#### TASKS TO CARRY OUT:
1. In the interrogation transcript, which methods does McCain say the bill would cover?
2. Continue the interrogation transcript from its final line.

#### SELECTED EXCERPT:
FEYERICK: Lawyer Joshua Dratel represents one of the detainees at Guantanamo, who say his was abused.

DRATEL: If you are in a cell with a couple of people and they come back bruised and bloodied and you're next, you know what's coming.

FEYERICK: The bill does not specify which interrogation techniques would be banned. Critics say that would leave too much wiggle room for the White House and CIA. But McCain says the bill would cover methods such as water boarding, extreme hypothermia and sleep deprivation.

Greg Hartley, a former interrogator with the U.S. Army, walked us through how they actually work. First, water boarding. A prisoner may be inverted on a board, a soaking towel wrapped around the mouth, while water is poured on the head. GREG HARTLEY, FORMER U.S. ARMY INTERROGATOR: Water boarding is simply making a person think they're going to drown so their brain takes a hiatus and their body takes over. They get into a panic mode and most people will panic and suddenly start to confess.

#### DATASET EXCERPTS:
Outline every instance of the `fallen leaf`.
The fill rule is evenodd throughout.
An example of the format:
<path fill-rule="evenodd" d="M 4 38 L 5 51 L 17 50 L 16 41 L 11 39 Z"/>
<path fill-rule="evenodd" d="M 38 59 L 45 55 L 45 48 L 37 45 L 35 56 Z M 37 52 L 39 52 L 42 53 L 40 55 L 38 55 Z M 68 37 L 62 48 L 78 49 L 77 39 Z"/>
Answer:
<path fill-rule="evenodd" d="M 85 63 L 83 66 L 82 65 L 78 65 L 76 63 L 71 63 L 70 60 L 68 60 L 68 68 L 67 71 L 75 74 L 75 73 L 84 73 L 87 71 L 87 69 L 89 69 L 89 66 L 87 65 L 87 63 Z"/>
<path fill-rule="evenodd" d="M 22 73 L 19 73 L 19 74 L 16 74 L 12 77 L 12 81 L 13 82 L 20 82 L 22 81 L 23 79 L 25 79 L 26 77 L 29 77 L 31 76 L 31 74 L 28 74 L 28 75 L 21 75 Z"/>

#### RESPONSES TO THE EXERCISE:
1. Water boarding, extreme hypothermia and sleep deprivation.

2.
FEYERICK: With hypothermia, prisoners are exposed to near- freezing temperatures and in come some cases sprayed with water. They lose control and shake violently.

HARTLEY: Hypothermia will confuse the circadian rhythm of the person, so it starts to really impact the way your brain works, the hormones released, all of those kinds of things.

FEYERICK: That can be combined with sleep deprivation, in which interrogators shine lights, play loud music and refuse to let prisoners sleep.

DRATEL: If they took away your clothes, put you in a stress position, meaning that, let's say they bound your hands and then bound hands to your feet so that you're hunched over in that position for hours at a time, four, five, six, hours in a room with very high air- conditioning, how much can a person stand before they say, what do you want to know?

FEYERICK: Military experts say the most reliable intelligence gathering doesn't come from using torture techniques, just the opposite. They say the best way of getting a prisoner to talk truthfully is to gain their trust.

HARTLEY: I constantly tell people if it feels like hazing, you have crossed a line because hazing is intended to cause a participant to quit. A prisoner can't quit.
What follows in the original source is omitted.